TAREAS A RESOLVER
(a) Cita del texto sobre la intolerancia todo lo que va desde "Hoy había convocadas" hasta "de odoríficos arrayanes.".
(b) Traduce al inglés esta oración del texto sobre la intolerancia: "No se puede discutir sin ofender, criticar sin inculpar, discrepar sin recurrir a airadas groserías."

TEXTO PARA LEER
Pareciera que estos actos de sanguinarismo colectivo, de linchamientos y despavorida barbarie pertenecieran a muy lejanos mundos, a muy lejanas culturas, a muy raros casos, pero desdichadamente no es así. En toda maldad existen escalas, como en toda bondad grados, y a estas remotas expresiones de contumaz odio, corresponden enconos próximos. La extremada politización de la existencia civilizada, la que no recurre al ‘Crocodile’, aún, para dirimir sus discrepancias o impartir arbitraria justicia, ha inducido a la Sociedad a comportarse rudimentariamente, con una tosquedad dialéctica obtusa, con una ausencia total de tolerancia. Obsesionada con las catalogaciones, con las calificaciones y encasillamientos, se ha ofuscado. Se ha cegado. Ase y blande el machete de la intolerancia, de la estulticia, y persigue a la concordia y al sosiego sin compasión. No se puede discutir sin ofender, criticar sin inculpar, discrepar sin recurrir a airadas groserías.

Hoy había convocadas en Madrid dos manifestaciones en dos plazas cercanas a mi casa: Colón y Cibeles. De tesis contrarias, en ambas lucía la animosidad hacia lo opuesto. No luce el credo, ni la luz de la concordia, ni la mesura, ni la cordura, ni el pulso de la Civilización Occidental. Únicamente refulge el rescoldo de un raro encono, de un rancio encono gerracivilista. La Sociedad española ha entrado en una fase de involución cultural, de frustración, acrecentada por la crisis económica, que la insta a quejarse del precio de las cosas y los haberes. Ha perdido la calidad sacerdotal para investirse la púrpura del operario soberano capaz de trabajar de sol a sol en favor del prójimo necesitado. La del obrero que usa el ‘Crocodile’ para podar los arriates de odoríficos arrayanes.

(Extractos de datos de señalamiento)
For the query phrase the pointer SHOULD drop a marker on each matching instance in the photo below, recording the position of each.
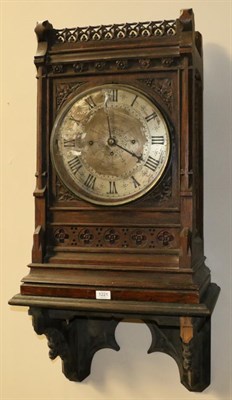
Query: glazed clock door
(110, 145)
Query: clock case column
(166, 284)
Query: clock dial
(110, 145)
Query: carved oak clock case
(119, 193)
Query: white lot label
(103, 295)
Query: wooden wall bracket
(75, 333)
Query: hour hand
(140, 158)
(109, 126)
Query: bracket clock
(119, 194)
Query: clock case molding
(149, 253)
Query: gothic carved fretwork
(114, 237)
(162, 87)
(117, 31)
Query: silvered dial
(110, 145)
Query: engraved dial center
(111, 142)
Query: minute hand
(130, 152)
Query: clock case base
(76, 329)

RESPUESTAS DEL EJERCICIO
(a)
Hoy había convocadas en Madrid dos manifestaciones en dos plazas cercanas a mi casa: Colón y Cibeles. De tesis contrarias, en ambas lucía la animosidad hacia lo opuesto. No luce el credo, ni la luz de la concordia, ni la mesura, ni la cordura, ni el pulso de la Civilización Occidental. Únicamente refulge el rescoldo de un raro encono, de un rancio encono gerracivilista. La Sociedad española ha entrado en una fase de involución cultural, de frustración, acrecentada por la crisis económica, que la insta a quejarse del precio de las cosas y los haberes. Ha perdido la calidad sacerdotal para investirse la púrpura del operario soberano capaz de trabajar de sol a sol en favor del prójimo necesitado. La del obrero que usa el ‘Crocodile’ para podar los arriates de odoríficos arrayanes.

(b) One cannot argue without offending, criticize without blaming, or disagree without resorting to angry insults.